--- Start of Supplied data ---

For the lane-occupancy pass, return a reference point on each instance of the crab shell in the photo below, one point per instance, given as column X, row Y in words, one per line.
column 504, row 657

--- End of Supplied data ---
--- Start of Supplied data ---

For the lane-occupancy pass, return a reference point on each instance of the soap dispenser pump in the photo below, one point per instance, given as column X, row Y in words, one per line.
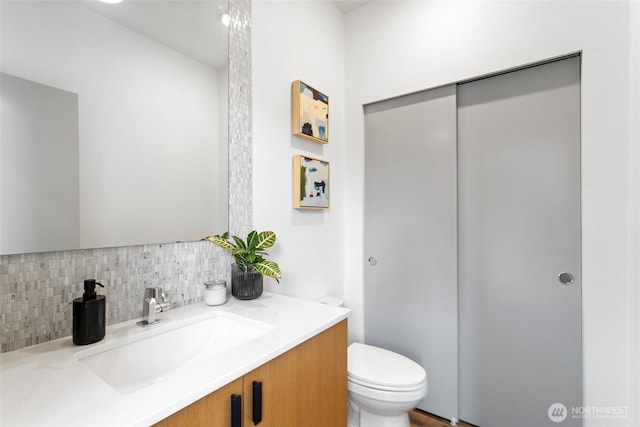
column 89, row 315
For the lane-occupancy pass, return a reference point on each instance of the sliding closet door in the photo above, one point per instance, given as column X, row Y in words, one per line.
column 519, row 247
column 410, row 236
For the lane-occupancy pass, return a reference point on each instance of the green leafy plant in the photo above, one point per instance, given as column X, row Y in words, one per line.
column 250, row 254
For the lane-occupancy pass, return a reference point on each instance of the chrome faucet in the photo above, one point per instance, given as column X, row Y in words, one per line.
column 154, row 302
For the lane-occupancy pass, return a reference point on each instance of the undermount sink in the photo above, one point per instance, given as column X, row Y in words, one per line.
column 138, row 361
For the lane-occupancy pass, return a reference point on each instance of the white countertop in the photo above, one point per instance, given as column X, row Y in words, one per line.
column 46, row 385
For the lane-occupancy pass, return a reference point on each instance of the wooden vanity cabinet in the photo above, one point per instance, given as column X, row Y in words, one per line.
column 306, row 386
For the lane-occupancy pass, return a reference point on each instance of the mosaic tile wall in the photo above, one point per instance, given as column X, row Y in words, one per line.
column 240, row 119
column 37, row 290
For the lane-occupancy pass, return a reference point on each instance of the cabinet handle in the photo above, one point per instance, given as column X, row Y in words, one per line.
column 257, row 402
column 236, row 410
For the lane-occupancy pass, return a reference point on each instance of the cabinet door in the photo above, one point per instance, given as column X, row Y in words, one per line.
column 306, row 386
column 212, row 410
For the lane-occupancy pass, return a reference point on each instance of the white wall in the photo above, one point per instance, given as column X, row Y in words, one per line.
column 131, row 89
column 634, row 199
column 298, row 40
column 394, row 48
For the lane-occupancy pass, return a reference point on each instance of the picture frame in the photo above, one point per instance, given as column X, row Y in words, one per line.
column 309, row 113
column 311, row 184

--- End of Supplied data ---

> _Exercise brief_: Print the lines above without any change, from the line with "the cabinet handle" to the line with "column 311, row 184", including both of those lines.

> _Reply_:
For the lane-occupancy pass, return a reference point on each instance of the cabinet handle in the photo above, one point per instance, given as column X, row Y in words, one per line.
column 257, row 402
column 236, row 410
For the lane-occupancy pass, return a reference point on each instance of the cabinet door in the photo above, one point per instance, given as column X, row Y in words, one per line.
column 306, row 386
column 212, row 410
For the lane-occupancy pass, return a reference point on each instance of the white wall in the photo above, one point per instance, given as column X, row Y in words, one per line.
column 131, row 89
column 634, row 199
column 298, row 40
column 394, row 48
For the lane-occupancy pass, return a reference point on each instance of the picture frame in the photo above, one point per instance, given as column X, row Y in words, one per line.
column 309, row 113
column 311, row 184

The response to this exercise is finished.